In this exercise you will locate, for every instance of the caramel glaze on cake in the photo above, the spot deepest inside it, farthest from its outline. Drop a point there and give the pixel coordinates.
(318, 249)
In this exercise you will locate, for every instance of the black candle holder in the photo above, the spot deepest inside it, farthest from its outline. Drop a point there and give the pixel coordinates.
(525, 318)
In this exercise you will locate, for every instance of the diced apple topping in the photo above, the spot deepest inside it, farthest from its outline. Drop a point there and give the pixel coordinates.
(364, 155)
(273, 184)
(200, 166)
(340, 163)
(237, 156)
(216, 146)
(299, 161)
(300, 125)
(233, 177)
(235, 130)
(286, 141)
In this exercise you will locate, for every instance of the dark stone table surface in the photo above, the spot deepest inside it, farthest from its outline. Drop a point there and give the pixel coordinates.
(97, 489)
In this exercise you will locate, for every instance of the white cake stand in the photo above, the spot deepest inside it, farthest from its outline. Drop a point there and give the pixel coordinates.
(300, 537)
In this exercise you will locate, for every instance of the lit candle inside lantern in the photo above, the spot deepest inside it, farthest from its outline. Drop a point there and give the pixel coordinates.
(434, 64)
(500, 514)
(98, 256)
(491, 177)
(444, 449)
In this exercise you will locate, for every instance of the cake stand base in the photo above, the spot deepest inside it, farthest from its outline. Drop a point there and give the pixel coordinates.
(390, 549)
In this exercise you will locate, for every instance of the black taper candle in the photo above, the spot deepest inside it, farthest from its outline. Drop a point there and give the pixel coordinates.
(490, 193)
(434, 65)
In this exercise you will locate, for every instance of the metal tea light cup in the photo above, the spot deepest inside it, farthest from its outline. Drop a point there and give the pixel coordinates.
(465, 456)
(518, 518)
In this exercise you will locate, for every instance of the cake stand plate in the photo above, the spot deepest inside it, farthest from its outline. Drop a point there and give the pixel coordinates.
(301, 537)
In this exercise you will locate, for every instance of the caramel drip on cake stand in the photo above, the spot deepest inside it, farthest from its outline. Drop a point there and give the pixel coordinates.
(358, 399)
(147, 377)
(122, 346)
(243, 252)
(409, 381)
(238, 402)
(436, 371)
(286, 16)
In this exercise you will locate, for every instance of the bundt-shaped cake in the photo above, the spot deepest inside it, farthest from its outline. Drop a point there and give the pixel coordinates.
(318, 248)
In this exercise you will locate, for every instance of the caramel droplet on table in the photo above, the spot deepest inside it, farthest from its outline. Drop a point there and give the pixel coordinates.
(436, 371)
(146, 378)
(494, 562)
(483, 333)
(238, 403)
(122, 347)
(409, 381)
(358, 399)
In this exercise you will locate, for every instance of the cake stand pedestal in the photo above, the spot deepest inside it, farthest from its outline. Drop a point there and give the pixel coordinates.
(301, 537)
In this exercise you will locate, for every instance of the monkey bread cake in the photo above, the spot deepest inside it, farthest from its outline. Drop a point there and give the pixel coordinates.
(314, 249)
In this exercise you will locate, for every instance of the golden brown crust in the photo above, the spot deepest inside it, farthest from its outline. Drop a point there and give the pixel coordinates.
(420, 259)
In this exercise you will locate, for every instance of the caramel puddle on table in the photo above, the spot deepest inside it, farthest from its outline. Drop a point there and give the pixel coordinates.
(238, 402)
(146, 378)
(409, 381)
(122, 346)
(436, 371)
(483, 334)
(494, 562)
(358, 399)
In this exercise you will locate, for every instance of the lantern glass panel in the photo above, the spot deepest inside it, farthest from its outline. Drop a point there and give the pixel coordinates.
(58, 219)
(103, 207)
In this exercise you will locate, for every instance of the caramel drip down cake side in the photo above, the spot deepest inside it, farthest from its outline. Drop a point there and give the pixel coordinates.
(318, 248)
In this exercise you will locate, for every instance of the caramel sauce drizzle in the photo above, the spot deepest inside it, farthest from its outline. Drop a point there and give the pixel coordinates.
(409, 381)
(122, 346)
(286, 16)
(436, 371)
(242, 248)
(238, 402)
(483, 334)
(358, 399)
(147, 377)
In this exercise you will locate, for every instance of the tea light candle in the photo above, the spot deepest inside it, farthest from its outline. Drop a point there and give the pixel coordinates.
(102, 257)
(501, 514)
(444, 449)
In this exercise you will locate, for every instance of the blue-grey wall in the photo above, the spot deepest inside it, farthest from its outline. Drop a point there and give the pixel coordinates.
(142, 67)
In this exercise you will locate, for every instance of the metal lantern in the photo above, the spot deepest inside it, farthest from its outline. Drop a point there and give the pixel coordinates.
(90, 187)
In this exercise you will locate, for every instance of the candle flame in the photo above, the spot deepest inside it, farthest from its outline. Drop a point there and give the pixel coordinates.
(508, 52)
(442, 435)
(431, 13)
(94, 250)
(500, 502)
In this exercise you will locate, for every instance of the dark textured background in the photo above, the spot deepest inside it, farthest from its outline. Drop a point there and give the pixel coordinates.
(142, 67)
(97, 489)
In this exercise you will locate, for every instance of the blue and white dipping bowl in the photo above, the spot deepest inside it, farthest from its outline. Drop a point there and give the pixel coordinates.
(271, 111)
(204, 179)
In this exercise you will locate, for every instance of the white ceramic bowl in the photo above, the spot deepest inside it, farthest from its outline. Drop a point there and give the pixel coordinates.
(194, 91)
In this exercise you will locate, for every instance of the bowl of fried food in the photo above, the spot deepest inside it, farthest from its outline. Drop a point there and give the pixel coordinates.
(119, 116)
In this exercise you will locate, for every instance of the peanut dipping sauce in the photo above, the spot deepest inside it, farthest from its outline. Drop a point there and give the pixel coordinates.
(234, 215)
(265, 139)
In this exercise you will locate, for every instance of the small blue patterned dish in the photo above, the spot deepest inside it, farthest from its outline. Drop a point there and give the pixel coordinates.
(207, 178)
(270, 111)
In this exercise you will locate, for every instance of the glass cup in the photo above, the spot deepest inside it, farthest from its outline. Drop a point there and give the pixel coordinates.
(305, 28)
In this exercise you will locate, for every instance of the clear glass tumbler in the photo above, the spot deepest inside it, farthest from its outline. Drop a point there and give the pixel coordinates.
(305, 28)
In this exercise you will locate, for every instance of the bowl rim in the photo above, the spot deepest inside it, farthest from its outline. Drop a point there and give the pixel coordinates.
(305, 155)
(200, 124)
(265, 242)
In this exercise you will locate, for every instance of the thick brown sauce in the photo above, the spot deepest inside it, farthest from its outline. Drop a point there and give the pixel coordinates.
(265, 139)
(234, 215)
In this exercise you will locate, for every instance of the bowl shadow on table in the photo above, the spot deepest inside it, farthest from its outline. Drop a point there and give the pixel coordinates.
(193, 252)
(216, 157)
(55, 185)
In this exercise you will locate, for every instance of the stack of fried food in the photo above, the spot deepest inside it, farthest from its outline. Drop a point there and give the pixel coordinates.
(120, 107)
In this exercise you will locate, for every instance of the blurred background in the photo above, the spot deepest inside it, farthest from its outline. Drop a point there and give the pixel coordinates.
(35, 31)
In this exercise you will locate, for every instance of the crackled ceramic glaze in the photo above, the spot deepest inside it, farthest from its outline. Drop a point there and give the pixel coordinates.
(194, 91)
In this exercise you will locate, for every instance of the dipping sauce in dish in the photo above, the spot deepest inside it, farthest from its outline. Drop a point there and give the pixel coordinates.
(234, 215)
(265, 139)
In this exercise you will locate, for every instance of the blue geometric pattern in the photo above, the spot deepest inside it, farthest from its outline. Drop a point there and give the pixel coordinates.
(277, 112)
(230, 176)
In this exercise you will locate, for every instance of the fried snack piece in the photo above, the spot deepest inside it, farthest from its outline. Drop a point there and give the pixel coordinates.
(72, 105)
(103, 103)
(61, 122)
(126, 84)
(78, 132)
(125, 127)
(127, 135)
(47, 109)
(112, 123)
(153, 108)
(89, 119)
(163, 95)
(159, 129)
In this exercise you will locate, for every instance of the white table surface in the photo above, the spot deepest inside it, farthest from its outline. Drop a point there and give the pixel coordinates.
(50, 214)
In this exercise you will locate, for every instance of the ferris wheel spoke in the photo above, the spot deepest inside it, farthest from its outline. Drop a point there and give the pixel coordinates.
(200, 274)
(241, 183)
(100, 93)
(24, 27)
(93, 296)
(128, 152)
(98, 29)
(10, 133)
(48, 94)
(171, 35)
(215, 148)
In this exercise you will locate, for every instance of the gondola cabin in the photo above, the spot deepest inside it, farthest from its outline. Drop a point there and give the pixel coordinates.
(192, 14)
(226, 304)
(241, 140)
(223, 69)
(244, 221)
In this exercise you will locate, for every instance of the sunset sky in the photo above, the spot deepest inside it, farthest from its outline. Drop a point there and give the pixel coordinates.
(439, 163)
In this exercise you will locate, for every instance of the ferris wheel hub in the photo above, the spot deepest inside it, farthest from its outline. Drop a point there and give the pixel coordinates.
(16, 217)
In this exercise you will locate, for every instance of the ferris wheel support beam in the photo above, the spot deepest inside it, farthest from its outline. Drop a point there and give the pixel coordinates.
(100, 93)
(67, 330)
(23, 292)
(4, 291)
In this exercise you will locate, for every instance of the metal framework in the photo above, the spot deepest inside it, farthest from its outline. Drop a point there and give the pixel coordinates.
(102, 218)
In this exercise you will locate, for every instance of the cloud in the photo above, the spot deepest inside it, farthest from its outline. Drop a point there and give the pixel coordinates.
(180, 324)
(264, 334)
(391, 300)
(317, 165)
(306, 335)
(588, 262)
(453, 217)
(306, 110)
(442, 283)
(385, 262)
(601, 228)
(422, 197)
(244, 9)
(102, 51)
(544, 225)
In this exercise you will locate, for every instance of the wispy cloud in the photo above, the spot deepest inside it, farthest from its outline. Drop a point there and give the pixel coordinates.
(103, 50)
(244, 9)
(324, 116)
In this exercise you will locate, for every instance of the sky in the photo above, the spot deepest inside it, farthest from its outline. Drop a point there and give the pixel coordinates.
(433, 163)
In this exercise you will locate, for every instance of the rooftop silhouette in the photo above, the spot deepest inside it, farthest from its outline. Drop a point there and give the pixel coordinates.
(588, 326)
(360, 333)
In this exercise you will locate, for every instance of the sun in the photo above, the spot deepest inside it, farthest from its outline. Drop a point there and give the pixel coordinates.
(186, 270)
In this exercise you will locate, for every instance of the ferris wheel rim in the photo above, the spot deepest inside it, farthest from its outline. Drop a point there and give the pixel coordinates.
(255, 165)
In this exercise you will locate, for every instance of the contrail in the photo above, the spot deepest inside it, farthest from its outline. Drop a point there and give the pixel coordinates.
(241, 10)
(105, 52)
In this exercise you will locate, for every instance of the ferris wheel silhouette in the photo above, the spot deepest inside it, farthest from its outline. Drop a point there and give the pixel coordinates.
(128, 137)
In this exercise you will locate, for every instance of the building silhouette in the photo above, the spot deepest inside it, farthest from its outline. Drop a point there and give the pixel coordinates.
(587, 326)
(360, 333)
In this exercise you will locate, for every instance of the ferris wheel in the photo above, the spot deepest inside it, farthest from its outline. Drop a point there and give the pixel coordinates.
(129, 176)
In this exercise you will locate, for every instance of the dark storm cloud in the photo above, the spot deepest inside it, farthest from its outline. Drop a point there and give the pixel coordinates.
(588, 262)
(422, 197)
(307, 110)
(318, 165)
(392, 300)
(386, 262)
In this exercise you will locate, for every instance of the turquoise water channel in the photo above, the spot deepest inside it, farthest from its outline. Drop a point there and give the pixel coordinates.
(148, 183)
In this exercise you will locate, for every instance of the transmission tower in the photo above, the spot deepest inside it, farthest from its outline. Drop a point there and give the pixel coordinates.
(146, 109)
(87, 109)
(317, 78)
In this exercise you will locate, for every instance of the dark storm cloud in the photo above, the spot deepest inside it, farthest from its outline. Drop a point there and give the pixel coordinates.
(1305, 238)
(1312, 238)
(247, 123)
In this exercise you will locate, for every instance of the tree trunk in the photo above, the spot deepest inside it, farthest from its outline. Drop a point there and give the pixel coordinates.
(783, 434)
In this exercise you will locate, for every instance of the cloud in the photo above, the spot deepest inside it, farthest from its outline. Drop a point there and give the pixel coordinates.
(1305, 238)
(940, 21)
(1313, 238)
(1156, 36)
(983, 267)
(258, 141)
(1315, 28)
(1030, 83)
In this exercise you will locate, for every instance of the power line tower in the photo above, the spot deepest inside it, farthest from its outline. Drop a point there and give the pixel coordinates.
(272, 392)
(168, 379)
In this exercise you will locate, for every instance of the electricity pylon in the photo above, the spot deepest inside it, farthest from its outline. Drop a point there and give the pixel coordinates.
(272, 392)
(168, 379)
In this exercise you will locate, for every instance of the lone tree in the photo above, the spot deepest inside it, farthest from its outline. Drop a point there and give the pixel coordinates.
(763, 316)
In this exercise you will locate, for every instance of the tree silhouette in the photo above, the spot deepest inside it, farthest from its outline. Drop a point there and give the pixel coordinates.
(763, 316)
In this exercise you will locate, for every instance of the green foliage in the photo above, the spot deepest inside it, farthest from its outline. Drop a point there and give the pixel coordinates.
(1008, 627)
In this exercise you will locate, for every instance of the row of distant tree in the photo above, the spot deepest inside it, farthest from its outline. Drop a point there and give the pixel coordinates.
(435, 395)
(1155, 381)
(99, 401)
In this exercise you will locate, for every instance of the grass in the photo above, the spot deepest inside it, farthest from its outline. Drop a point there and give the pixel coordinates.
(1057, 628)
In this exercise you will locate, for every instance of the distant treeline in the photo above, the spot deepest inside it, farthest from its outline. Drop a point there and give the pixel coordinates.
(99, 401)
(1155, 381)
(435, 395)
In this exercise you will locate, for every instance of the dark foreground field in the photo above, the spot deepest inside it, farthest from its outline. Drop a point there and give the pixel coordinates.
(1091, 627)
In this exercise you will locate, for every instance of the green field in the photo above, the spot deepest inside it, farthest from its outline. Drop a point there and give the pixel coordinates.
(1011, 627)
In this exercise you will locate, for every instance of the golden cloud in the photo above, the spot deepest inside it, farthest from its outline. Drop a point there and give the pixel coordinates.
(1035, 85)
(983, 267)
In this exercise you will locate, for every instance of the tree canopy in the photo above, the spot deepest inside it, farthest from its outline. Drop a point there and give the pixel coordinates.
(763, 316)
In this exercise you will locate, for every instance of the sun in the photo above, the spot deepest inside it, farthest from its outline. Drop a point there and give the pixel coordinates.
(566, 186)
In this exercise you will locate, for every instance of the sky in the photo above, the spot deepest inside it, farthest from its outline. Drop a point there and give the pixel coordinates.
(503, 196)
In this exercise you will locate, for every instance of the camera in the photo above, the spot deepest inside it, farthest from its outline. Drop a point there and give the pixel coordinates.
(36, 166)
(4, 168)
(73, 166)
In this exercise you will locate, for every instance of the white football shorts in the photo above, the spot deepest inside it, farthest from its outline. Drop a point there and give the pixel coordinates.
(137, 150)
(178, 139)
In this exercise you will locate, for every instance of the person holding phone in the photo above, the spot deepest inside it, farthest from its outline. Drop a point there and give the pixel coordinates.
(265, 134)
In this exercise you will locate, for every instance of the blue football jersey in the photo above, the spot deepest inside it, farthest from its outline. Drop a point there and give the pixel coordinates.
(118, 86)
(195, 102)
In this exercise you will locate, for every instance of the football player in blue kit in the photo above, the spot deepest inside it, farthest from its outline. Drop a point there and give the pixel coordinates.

### Task to complete
Copy exactly. The range runs from the line containing "of the person" through the last line of the data.

### Expected answer
In this exercise you will locate, for every instance of the person holding phone in the photo above, the spot deepest inside it, farthest from its outline. Drop a point there and give the pixel coordinates.
(265, 134)
In this exercise you will locate, for every instance of the blue football jersey in the photo above, the spot deepest inside it, farthest from its outline. Drop a point there and give the pixel coordinates.
(118, 86)
(195, 102)
In this exercise you will locate, for every instance of the football player in blue kit in the photo above, the spot deepest inside it, farthest from its outline. Drop a point there and give the pixel coordinates.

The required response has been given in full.